** start of Data to process **

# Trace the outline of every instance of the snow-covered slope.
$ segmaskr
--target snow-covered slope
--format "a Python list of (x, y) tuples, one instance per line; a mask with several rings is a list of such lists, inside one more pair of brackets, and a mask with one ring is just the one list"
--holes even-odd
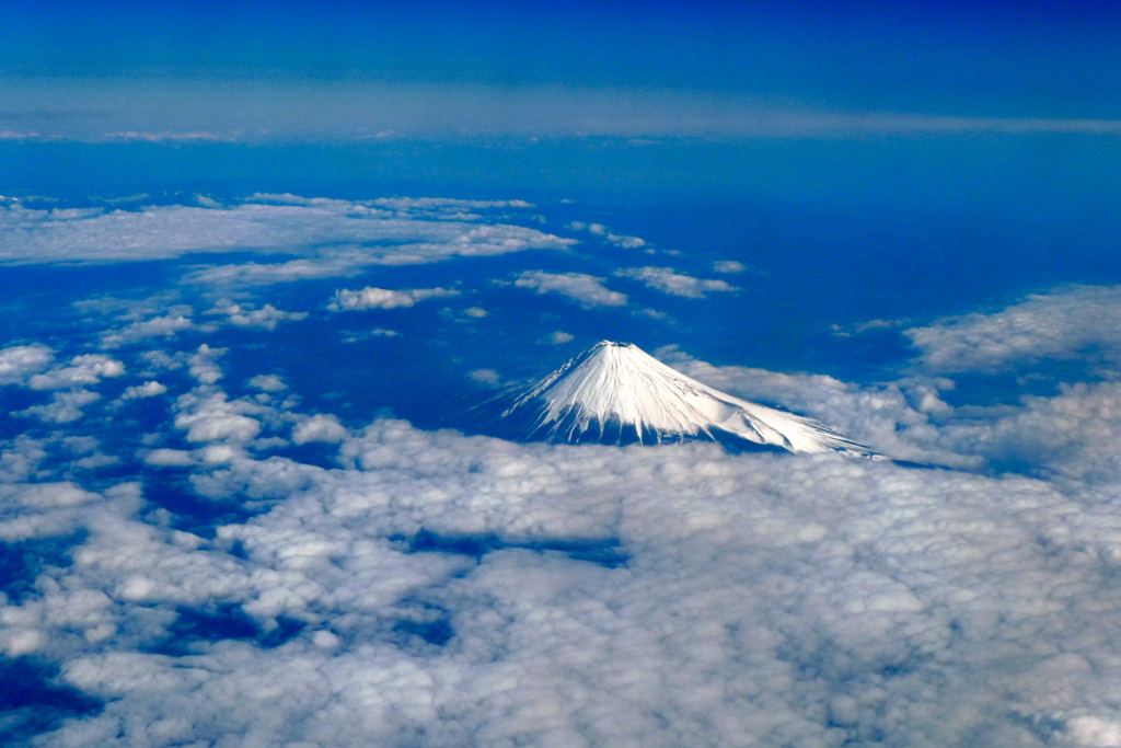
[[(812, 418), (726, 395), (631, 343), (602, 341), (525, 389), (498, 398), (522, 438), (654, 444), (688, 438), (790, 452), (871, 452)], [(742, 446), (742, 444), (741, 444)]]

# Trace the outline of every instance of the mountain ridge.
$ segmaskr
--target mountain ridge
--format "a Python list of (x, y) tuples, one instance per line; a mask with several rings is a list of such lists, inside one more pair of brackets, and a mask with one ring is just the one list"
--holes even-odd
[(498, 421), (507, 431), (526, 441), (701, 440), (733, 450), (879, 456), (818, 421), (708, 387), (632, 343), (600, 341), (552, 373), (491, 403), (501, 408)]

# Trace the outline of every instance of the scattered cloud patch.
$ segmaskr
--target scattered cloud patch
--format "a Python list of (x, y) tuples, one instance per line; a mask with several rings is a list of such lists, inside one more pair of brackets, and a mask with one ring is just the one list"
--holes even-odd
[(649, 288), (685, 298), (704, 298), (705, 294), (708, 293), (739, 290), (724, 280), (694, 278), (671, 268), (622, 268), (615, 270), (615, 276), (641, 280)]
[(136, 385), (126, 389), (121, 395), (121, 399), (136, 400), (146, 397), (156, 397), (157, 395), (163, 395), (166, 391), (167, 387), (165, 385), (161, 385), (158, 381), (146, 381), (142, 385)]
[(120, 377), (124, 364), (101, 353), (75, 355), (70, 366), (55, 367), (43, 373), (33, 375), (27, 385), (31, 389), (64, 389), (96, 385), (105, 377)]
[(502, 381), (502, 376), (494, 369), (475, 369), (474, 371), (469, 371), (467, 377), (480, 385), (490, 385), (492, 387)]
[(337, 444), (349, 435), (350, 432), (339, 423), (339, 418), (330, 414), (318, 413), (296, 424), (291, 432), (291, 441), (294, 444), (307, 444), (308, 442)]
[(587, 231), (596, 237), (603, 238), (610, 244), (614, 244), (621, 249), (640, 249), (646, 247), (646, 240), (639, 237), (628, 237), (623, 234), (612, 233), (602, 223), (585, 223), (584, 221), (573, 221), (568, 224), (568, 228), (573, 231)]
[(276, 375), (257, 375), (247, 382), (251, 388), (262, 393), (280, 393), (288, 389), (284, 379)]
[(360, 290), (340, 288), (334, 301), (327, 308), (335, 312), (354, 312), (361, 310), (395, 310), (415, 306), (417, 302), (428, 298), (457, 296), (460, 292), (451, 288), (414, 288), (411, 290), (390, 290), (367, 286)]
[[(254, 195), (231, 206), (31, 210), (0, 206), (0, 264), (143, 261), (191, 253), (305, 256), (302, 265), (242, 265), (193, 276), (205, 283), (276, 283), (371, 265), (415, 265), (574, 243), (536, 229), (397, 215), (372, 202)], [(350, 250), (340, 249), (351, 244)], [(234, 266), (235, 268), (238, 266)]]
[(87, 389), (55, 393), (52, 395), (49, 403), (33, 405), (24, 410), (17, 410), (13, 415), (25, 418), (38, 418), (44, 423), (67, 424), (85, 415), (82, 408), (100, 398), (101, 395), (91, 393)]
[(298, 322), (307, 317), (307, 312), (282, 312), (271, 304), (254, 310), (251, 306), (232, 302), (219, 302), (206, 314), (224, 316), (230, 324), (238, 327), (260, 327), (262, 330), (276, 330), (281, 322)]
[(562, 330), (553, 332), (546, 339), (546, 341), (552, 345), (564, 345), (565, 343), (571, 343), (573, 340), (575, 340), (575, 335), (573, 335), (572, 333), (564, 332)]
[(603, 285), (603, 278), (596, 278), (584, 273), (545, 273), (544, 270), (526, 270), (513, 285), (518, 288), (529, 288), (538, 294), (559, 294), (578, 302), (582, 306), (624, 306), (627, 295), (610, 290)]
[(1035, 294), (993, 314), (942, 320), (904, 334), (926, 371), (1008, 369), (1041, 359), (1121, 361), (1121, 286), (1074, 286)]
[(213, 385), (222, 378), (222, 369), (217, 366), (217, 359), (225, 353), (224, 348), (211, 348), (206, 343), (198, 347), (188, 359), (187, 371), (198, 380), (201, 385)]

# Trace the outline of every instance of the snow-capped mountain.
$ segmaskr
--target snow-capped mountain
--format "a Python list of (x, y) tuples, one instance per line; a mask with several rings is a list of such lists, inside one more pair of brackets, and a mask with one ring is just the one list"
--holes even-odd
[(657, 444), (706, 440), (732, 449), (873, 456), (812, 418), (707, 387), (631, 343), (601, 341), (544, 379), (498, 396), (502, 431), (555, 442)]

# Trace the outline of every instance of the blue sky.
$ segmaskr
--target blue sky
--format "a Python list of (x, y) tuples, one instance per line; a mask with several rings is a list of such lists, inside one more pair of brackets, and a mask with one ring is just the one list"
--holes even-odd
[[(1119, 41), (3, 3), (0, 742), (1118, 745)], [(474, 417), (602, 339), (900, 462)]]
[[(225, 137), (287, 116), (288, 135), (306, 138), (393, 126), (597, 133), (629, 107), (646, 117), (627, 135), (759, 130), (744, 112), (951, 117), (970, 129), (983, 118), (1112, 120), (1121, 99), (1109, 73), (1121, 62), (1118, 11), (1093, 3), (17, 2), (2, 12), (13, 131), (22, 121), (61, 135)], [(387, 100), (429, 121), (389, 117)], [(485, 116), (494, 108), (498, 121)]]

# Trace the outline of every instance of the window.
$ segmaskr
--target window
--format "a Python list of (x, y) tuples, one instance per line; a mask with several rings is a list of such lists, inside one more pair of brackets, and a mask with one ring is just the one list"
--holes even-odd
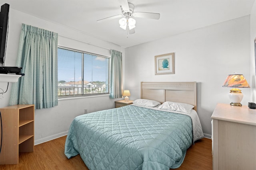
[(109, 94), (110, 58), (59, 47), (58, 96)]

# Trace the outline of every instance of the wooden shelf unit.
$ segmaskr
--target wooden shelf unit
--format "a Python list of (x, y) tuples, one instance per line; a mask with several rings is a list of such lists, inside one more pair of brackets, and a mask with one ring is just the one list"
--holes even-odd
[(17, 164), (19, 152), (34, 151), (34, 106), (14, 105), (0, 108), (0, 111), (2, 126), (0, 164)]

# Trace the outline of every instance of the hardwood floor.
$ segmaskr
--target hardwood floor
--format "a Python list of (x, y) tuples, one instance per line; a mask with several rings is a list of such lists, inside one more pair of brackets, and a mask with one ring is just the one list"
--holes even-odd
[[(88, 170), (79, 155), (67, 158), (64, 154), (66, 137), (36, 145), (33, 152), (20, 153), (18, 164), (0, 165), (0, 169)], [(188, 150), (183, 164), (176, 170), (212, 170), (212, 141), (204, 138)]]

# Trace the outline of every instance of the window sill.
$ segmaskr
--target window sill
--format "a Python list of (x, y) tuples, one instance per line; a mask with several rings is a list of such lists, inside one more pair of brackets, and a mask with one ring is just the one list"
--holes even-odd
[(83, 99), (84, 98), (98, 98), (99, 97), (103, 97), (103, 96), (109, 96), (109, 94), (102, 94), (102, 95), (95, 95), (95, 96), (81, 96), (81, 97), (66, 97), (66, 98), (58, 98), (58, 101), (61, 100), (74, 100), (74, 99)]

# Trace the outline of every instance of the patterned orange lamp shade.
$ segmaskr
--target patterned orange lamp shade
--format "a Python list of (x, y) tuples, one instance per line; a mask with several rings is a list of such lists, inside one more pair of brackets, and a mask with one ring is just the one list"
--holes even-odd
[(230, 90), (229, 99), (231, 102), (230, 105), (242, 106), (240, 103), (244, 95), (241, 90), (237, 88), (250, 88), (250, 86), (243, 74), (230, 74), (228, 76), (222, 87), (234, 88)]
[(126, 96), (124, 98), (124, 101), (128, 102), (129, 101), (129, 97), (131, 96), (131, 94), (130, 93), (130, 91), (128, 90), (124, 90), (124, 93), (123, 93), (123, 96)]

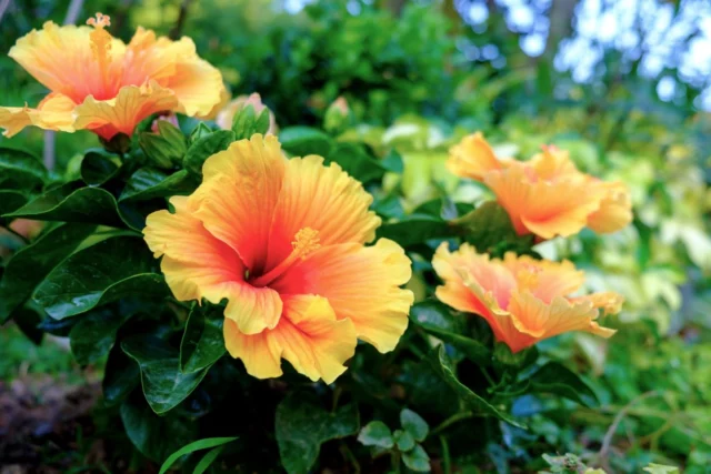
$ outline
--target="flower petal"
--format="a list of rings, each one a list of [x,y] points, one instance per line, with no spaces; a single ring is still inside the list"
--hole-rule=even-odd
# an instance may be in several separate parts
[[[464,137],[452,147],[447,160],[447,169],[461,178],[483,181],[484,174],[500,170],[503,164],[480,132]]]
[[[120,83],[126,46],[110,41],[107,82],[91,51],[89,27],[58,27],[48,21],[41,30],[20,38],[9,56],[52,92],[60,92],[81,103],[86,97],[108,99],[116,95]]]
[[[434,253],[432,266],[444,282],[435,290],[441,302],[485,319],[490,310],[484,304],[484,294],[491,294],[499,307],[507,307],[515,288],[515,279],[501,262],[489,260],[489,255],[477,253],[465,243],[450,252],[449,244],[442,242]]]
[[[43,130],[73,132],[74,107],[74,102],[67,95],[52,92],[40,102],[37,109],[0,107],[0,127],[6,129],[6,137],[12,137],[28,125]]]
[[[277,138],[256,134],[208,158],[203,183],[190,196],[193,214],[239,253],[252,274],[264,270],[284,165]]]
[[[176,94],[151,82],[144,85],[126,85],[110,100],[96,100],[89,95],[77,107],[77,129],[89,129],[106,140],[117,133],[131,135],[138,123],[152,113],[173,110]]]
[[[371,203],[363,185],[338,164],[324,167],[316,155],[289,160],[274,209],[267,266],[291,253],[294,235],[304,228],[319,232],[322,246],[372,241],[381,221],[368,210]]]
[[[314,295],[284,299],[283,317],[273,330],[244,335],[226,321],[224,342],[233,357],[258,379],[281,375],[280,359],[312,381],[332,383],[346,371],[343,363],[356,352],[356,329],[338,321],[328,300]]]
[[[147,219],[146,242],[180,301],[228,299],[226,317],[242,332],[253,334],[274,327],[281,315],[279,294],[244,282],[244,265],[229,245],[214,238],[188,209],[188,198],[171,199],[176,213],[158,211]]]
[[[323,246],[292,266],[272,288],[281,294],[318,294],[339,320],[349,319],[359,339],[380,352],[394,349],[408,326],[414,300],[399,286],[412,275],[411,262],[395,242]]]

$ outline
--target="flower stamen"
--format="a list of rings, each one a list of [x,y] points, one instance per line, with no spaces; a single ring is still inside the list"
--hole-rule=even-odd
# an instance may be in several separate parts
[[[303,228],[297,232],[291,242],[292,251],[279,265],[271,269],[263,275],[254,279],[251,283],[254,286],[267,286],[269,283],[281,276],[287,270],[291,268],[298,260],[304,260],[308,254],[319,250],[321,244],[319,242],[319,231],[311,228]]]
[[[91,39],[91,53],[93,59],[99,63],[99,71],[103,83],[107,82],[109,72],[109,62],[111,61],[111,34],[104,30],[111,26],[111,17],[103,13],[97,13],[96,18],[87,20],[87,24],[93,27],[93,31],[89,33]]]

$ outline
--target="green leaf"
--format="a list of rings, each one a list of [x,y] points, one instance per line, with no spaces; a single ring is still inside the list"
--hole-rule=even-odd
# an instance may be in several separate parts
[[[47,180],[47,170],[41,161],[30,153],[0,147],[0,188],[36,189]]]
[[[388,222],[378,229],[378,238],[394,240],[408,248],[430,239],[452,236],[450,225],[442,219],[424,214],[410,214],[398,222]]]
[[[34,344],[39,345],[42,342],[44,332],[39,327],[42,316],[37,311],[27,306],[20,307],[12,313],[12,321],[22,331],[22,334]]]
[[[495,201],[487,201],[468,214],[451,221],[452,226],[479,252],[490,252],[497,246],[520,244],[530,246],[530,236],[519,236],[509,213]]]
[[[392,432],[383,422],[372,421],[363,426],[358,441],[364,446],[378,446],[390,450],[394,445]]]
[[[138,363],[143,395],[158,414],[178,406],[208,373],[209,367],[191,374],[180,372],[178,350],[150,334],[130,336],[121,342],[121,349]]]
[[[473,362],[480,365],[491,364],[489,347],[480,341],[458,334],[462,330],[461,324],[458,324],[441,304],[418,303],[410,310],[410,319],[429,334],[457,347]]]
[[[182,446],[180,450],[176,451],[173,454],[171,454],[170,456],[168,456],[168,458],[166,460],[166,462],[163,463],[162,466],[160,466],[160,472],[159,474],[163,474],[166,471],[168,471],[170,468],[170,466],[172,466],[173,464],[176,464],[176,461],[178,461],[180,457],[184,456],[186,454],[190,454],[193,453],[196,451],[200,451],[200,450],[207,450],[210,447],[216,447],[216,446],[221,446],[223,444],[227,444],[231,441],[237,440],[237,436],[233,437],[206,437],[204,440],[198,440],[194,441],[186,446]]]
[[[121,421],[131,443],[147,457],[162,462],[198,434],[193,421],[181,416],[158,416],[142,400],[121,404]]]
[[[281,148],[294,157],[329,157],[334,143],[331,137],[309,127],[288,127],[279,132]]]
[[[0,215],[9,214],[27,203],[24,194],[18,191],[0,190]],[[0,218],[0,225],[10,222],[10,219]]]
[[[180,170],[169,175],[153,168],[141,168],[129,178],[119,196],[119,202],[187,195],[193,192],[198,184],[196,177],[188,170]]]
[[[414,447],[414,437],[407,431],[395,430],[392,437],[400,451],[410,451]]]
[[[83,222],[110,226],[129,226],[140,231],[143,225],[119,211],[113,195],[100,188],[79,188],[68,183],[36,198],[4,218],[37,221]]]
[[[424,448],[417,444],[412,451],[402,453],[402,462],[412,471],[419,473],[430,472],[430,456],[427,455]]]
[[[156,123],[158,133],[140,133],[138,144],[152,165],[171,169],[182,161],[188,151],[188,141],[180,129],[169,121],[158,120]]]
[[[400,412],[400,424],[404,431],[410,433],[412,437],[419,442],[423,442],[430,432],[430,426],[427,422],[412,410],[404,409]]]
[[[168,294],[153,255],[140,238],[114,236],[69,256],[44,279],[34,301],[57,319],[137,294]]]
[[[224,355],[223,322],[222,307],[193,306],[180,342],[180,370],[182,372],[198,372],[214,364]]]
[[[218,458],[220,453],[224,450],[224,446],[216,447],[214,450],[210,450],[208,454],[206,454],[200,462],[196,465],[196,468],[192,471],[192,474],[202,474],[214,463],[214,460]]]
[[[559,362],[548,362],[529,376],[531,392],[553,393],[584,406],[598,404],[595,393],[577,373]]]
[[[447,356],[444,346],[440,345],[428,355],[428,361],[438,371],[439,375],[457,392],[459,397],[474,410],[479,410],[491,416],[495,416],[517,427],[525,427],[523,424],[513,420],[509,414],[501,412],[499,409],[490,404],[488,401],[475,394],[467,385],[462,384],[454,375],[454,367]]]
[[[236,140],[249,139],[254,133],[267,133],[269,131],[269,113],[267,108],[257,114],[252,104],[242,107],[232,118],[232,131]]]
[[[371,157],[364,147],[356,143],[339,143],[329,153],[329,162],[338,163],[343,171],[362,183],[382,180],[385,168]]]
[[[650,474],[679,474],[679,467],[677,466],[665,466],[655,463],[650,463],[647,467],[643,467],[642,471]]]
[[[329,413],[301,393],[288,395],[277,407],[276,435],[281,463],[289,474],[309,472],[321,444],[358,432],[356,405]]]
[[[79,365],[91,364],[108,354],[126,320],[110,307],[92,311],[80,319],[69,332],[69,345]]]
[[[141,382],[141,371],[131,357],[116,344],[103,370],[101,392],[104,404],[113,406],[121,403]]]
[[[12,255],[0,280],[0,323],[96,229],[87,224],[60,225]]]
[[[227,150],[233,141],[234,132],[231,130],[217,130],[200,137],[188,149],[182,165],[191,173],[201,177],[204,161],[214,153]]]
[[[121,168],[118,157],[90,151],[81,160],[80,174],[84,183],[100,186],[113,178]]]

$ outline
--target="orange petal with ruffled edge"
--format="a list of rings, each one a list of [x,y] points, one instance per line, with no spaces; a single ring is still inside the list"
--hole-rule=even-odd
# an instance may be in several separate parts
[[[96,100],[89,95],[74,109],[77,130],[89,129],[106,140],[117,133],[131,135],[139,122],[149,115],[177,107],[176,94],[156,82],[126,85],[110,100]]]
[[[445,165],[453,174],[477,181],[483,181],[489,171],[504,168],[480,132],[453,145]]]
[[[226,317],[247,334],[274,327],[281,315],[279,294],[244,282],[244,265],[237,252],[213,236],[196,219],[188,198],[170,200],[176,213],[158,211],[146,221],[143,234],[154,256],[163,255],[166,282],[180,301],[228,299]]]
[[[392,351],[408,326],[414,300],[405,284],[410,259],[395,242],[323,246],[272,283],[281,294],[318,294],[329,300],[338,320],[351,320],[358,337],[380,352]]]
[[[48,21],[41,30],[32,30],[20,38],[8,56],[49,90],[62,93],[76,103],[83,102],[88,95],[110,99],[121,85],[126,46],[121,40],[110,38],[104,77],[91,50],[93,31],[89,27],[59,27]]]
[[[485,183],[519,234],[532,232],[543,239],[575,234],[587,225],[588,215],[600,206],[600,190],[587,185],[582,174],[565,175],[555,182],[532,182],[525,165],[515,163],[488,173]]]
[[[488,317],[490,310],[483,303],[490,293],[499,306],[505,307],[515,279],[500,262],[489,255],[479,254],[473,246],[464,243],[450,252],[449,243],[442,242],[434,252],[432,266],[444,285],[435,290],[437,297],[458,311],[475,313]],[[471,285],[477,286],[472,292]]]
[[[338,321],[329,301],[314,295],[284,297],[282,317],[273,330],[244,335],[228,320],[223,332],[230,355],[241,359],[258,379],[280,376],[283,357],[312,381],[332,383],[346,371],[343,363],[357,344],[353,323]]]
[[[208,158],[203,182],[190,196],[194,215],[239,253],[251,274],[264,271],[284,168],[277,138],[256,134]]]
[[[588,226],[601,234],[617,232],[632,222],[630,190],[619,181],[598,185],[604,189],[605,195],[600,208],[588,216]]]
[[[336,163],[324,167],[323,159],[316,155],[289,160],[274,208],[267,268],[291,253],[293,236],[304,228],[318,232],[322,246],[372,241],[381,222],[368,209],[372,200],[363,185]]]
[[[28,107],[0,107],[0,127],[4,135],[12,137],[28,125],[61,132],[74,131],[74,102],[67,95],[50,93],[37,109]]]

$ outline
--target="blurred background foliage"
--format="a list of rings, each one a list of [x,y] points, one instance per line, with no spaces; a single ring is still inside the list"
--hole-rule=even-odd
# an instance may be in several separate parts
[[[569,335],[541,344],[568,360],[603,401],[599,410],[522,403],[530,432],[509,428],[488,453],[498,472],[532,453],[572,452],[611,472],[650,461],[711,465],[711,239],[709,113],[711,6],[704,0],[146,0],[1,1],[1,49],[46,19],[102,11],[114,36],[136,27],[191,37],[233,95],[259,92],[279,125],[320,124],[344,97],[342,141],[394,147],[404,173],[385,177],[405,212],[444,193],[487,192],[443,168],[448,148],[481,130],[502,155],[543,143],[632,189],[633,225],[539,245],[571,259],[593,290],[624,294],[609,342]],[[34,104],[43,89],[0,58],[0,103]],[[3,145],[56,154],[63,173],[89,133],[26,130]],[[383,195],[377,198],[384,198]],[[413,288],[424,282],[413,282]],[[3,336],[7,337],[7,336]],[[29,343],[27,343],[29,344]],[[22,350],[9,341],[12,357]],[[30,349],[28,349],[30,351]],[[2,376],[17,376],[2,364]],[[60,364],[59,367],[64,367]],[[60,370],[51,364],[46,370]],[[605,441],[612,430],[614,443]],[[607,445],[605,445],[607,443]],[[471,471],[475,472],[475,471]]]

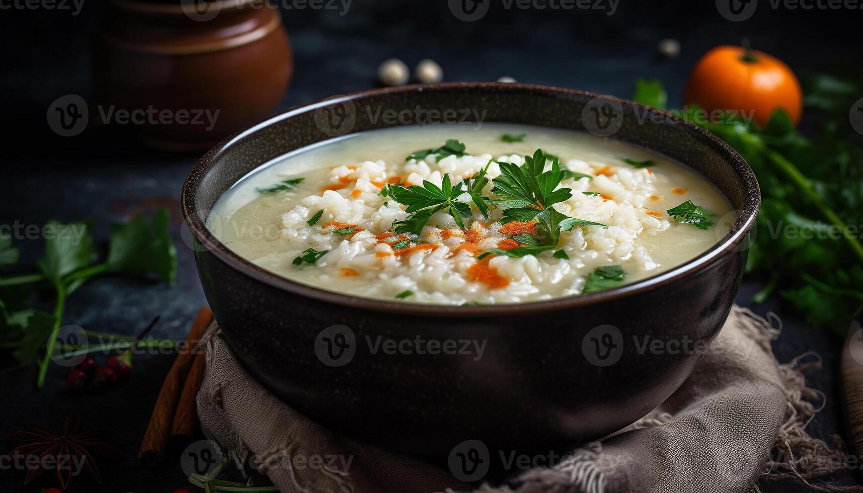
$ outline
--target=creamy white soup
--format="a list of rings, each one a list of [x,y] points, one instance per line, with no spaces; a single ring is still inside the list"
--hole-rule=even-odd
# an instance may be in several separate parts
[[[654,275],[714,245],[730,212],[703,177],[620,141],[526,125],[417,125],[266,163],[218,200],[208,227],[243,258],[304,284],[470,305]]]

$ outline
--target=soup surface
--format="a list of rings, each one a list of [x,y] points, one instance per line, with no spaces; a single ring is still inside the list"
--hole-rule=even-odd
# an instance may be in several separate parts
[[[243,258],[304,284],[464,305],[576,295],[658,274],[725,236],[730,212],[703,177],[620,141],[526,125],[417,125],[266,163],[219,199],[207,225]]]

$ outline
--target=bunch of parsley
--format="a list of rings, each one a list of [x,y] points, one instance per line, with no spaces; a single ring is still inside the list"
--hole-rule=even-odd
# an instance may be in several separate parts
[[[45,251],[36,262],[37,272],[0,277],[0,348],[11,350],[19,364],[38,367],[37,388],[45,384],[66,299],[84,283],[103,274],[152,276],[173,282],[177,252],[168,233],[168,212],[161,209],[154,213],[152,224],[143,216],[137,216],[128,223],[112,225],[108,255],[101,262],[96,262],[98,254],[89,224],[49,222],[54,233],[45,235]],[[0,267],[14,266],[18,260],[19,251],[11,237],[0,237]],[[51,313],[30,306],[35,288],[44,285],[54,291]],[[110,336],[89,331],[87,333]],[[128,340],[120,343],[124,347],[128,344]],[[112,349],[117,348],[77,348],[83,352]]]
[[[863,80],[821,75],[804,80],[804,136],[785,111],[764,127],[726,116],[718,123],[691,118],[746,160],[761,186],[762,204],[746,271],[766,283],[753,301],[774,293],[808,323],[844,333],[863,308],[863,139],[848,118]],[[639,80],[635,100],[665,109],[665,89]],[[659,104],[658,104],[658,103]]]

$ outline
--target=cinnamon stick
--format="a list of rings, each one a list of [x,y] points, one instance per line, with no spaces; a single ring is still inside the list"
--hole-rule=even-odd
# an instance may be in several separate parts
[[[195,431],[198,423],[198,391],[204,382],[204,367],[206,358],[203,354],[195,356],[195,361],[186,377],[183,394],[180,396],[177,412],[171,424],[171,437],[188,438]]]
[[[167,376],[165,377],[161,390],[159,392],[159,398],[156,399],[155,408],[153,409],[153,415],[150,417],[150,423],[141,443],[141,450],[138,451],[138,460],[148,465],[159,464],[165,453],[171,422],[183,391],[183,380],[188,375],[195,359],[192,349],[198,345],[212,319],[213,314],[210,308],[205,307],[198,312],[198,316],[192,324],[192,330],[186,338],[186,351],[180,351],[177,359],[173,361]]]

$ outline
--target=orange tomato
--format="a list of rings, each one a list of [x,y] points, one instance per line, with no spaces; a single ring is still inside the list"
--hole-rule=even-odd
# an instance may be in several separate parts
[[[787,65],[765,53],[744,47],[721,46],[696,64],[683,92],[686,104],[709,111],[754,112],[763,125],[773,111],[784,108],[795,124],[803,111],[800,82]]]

** end of Data to process **

▶ [Directive]: Can you rewrite the lines starting with the line that contains "# Trace the outline of every instance of the wooden" and going on through the line that contains "126), (0, 164)]", putting "oak bookcase" in place of "wooden shelf unit" and leaving everything else unchanged?

▶ [Result for this exercise]:
# Trace the outline of every instance of the oak bookcase.
$ segmaskr
--target oak bookcase
--format "a Python list of (x, y) tuples, one instance per line; a mask with several rings is a list of such lists, inside one more pair of brackets, and a mask with one ring is just the one list"
--holes even-odd
[(17, 164), (19, 152), (34, 151), (34, 106), (14, 105), (0, 108), (0, 111), (2, 126), (0, 164)]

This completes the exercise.